Directions: Output the records that follow, with every character intact.

Records shown:

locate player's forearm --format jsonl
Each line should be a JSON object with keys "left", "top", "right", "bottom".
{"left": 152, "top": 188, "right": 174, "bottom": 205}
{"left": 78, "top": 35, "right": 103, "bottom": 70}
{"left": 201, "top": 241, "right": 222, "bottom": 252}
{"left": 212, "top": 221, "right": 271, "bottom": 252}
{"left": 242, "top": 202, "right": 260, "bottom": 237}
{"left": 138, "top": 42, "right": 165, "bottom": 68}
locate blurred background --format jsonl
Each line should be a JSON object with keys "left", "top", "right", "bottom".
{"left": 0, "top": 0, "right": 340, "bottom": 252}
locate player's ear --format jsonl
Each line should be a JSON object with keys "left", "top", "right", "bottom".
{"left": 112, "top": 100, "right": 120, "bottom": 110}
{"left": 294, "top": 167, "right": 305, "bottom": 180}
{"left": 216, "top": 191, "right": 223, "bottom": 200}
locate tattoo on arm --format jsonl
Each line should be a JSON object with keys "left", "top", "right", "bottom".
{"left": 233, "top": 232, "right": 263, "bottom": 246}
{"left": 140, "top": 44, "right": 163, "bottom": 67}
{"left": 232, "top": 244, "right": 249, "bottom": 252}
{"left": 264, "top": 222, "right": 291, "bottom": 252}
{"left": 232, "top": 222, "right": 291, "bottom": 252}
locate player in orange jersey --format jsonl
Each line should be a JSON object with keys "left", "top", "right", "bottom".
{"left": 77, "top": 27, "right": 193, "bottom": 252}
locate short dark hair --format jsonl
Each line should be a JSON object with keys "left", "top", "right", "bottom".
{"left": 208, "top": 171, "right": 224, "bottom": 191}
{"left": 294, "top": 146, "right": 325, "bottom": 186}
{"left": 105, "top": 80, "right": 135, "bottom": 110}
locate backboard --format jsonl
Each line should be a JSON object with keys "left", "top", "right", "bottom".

Completed task:
locate player's forearm --format jsonl
Each line should be a JSON object with keys "left", "top", "right", "bottom".
{"left": 152, "top": 188, "right": 174, "bottom": 205}
{"left": 78, "top": 35, "right": 103, "bottom": 70}
{"left": 201, "top": 241, "right": 222, "bottom": 252}
{"left": 212, "top": 221, "right": 271, "bottom": 252}
{"left": 242, "top": 202, "right": 260, "bottom": 237}
{"left": 138, "top": 42, "right": 165, "bottom": 68}
locate blurred background --format jsonl
Each line should be a JSON object with keys "left", "top", "right", "bottom".
{"left": 0, "top": 0, "right": 340, "bottom": 252}
locate player's ear --format jsonl
Each line should be a JSON object with keys "left", "top", "right", "bottom".
{"left": 112, "top": 100, "right": 120, "bottom": 110}
{"left": 294, "top": 167, "right": 305, "bottom": 180}
{"left": 216, "top": 191, "right": 223, "bottom": 200}
locate tattoo on arm --format jsonl
Each line should be a JSON object with keys "left", "top", "right", "bottom".
{"left": 233, "top": 232, "right": 263, "bottom": 246}
{"left": 140, "top": 44, "right": 163, "bottom": 67}
{"left": 232, "top": 244, "right": 249, "bottom": 252}
{"left": 264, "top": 222, "right": 291, "bottom": 252}
{"left": 232, "top": 222, "right": 291, "bottom": 252}
locate player in orange jersey --format jsonl
Each line should be a JSON object with keys "left", "top", "right", "bottom".
{"left": 77, "top": 27, "right": 193, "bottom": 252}
locate short dark hair --format jsonl
Each line should be a JSON object with keys "left", "top", "right", "bottom".
{"left": 208, "top": 171, "right": 224, "bottom": 191}
{"left": 294, "top": 146, "right": 325, "bottom": 186}
{"left": 105, "top": 80, "right": 135, "bottom": 110}
locate backboard --format jsonl
Each line should be a JSON object with keys "left", "top", "right", "bottom".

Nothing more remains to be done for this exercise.